**Working data:**
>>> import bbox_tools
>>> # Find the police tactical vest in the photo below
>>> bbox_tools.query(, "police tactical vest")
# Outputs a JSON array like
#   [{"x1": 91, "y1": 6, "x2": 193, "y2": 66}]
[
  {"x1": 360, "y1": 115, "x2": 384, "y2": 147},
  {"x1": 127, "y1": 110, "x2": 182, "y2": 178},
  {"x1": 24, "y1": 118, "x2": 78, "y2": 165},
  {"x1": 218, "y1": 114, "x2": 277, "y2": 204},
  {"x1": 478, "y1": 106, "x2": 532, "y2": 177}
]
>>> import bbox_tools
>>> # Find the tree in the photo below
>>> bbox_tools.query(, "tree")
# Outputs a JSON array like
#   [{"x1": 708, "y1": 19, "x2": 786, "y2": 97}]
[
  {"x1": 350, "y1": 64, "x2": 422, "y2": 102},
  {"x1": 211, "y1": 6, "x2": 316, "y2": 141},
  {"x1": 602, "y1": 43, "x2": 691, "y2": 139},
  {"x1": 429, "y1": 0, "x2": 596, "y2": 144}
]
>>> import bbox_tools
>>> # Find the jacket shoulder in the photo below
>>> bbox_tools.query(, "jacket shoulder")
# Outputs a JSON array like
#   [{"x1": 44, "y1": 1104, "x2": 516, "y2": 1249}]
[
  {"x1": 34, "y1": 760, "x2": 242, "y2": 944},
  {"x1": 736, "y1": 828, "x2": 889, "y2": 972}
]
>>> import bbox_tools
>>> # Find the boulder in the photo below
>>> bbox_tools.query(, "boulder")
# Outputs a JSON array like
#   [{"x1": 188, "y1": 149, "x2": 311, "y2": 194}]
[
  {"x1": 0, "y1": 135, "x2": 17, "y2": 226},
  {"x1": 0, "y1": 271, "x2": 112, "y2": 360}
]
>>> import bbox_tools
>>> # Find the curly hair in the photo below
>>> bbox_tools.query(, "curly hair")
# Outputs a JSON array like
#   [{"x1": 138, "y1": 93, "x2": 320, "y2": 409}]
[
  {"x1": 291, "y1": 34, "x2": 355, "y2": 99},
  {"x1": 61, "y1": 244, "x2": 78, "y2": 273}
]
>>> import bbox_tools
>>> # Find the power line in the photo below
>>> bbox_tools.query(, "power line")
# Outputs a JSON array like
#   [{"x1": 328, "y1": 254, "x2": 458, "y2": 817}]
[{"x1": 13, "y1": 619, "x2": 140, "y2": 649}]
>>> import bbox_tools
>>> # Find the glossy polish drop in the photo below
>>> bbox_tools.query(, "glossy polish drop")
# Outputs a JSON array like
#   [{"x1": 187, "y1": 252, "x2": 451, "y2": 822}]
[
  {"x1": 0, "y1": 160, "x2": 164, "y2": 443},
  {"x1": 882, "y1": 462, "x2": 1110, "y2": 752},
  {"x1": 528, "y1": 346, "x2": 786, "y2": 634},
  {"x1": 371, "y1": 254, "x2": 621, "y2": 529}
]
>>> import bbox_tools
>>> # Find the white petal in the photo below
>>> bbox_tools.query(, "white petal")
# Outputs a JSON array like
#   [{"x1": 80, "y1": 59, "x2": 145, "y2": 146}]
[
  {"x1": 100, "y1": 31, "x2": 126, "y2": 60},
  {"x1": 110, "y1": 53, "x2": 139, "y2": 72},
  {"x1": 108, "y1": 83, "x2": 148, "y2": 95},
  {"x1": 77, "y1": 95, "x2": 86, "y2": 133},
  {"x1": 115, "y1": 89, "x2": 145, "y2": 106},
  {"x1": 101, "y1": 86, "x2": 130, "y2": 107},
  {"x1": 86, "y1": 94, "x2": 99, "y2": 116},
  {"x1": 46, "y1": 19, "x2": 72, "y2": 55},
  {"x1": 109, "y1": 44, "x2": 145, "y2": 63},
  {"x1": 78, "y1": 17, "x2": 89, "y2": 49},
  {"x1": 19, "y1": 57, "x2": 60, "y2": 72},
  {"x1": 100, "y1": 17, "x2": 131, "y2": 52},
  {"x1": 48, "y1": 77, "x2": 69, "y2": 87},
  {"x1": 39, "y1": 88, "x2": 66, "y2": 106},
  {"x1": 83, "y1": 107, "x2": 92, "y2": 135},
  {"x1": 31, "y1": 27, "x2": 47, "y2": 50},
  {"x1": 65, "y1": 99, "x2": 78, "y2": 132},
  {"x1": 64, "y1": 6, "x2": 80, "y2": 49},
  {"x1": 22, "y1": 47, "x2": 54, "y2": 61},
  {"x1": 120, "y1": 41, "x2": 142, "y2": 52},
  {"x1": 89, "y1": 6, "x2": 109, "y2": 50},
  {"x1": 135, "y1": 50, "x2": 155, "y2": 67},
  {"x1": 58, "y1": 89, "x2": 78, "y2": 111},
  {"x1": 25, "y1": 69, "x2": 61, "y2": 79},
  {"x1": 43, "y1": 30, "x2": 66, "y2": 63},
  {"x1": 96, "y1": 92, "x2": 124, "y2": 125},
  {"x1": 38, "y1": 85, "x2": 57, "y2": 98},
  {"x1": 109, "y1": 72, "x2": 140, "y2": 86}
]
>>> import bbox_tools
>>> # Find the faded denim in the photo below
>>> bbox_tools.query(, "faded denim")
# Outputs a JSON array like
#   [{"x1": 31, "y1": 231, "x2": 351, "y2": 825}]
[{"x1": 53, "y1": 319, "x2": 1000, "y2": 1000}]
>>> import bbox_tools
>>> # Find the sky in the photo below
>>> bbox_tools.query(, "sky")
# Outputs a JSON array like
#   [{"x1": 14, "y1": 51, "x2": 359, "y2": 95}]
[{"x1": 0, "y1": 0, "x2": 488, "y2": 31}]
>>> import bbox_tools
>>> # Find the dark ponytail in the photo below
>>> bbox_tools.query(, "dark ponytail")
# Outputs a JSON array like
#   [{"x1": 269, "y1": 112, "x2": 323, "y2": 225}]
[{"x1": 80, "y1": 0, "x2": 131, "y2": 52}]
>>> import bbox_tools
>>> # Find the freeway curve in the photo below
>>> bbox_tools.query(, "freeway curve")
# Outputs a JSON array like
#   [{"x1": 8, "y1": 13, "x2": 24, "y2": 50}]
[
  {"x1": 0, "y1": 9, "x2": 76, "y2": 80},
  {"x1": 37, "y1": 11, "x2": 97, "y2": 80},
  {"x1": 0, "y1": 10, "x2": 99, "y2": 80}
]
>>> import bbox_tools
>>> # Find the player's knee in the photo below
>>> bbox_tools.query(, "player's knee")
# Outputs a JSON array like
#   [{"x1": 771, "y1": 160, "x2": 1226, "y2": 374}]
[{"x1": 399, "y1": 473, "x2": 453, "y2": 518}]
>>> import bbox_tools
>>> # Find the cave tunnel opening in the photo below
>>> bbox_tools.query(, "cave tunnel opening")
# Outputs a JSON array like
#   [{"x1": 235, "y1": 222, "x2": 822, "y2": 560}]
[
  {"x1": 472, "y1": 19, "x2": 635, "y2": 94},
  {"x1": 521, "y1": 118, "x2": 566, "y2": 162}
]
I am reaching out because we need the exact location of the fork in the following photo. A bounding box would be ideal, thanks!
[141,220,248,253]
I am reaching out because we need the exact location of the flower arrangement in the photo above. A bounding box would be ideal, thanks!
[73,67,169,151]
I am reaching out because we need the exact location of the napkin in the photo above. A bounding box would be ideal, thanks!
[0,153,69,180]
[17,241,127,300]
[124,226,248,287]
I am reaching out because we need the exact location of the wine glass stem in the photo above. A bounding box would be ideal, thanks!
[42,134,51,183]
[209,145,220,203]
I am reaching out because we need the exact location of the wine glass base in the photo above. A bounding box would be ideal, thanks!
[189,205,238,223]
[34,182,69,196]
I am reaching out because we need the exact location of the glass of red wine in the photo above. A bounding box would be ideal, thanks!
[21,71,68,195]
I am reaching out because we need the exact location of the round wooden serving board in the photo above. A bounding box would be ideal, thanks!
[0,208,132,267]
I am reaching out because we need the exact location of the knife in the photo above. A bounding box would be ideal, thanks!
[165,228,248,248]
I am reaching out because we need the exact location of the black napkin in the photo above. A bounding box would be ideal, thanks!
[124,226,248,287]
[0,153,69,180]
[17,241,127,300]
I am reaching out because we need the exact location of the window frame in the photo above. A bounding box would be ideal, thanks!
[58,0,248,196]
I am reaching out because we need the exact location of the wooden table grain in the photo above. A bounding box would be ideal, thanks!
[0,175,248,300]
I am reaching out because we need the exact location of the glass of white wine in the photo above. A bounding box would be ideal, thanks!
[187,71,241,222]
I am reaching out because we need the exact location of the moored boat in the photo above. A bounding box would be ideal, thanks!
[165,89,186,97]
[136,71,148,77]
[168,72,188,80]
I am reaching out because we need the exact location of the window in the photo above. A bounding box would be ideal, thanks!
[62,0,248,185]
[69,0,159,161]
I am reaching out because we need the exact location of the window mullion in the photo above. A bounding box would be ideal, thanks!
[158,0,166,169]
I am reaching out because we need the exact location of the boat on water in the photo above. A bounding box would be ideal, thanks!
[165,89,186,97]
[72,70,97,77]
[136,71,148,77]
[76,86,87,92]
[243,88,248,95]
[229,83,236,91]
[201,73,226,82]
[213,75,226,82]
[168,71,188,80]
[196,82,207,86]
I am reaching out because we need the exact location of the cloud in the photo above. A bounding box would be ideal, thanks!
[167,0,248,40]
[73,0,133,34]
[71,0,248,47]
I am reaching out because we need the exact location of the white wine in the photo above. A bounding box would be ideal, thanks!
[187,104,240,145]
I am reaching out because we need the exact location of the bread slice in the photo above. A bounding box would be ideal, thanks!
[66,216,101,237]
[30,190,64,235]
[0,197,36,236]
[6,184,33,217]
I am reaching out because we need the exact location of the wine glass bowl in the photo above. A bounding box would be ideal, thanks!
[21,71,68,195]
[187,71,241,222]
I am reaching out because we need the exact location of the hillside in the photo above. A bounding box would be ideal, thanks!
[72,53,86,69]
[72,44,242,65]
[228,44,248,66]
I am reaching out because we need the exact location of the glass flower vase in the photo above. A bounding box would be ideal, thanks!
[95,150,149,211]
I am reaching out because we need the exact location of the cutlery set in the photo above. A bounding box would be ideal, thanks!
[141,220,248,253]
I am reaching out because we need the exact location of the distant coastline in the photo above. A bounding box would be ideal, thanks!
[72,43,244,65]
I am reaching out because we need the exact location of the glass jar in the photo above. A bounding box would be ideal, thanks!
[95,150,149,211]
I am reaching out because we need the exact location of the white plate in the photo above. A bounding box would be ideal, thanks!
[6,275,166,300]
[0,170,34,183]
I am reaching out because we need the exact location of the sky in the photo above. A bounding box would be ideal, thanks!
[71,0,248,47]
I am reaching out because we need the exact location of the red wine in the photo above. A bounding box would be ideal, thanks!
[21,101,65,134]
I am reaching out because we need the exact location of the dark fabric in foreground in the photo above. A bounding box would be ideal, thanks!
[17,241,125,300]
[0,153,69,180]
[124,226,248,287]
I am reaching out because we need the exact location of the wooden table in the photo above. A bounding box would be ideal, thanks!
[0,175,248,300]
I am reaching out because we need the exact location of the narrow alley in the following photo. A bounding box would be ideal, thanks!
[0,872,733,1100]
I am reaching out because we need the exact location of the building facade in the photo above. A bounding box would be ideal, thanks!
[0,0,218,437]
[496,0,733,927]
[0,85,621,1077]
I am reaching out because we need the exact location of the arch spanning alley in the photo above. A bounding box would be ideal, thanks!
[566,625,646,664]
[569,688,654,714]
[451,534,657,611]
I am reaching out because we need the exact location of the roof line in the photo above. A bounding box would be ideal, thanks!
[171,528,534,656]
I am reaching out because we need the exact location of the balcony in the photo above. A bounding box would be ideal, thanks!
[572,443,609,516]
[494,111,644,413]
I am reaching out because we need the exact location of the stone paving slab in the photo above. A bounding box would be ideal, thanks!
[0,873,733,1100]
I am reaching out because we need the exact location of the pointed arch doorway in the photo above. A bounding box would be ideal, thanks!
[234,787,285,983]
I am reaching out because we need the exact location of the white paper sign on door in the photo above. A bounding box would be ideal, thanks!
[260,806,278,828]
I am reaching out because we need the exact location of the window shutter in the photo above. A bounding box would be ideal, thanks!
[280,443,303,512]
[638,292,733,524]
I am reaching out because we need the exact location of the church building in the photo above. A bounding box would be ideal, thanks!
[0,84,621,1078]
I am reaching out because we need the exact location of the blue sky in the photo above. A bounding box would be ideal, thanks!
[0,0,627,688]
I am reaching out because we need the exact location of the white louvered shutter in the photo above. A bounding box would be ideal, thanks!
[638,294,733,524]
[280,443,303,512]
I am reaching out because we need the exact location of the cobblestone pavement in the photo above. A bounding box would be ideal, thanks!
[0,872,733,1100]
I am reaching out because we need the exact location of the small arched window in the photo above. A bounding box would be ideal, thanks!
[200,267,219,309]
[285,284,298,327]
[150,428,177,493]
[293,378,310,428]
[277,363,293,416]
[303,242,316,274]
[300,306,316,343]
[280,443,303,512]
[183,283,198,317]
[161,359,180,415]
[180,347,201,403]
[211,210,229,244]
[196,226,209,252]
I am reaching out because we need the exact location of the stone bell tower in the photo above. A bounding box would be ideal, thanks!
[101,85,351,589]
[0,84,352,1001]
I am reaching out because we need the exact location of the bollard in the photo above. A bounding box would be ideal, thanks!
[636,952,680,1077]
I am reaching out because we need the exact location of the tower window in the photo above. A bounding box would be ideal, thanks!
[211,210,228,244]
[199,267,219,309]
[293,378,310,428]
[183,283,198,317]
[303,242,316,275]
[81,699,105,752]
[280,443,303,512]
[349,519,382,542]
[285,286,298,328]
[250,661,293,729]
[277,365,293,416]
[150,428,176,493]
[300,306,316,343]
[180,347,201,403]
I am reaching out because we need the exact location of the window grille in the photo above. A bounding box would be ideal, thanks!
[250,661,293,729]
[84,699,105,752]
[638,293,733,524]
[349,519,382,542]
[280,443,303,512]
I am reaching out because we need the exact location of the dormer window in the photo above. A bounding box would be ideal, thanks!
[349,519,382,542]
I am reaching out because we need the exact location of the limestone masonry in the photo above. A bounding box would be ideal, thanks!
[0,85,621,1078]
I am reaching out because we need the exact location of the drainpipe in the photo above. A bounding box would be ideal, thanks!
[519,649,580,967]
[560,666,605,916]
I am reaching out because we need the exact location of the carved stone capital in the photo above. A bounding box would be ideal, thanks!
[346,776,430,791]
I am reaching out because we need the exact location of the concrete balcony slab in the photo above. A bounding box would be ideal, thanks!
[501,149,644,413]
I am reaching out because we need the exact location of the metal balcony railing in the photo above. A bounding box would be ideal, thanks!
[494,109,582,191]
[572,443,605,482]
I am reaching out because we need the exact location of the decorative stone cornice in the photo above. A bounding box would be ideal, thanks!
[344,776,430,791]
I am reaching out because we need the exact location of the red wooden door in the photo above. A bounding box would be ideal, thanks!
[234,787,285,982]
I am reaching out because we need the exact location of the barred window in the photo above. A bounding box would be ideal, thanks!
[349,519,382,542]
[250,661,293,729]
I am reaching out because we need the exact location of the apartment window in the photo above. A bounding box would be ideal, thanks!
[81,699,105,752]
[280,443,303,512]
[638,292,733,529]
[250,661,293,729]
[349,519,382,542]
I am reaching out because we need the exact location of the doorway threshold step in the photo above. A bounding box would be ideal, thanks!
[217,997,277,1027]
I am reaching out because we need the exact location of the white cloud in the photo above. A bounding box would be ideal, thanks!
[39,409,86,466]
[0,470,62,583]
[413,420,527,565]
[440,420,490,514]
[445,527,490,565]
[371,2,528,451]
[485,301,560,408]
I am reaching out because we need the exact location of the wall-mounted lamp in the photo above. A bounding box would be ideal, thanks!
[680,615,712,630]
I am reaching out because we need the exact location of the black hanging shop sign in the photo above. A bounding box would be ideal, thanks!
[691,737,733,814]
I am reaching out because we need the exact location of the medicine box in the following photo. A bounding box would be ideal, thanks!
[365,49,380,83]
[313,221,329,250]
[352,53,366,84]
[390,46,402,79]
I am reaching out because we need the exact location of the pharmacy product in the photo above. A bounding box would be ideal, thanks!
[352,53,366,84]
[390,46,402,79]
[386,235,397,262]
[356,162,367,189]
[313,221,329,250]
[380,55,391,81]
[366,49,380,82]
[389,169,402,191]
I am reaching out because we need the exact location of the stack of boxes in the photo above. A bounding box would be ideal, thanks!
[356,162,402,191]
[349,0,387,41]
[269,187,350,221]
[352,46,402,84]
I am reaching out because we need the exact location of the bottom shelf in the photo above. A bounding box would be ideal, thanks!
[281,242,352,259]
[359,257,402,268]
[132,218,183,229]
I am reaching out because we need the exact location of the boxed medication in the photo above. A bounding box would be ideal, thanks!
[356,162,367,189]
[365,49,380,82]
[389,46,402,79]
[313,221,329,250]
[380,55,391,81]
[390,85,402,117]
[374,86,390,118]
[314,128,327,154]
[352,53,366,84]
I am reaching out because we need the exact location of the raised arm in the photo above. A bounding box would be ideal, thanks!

**Written problem:** List each line of the data above that contains the string "freeway", reproducing every such line in full.

**Solution to this problem:**
>>> # Find the freeway curve in the photo below
>>> bbox_tools.query(, "freeway curve")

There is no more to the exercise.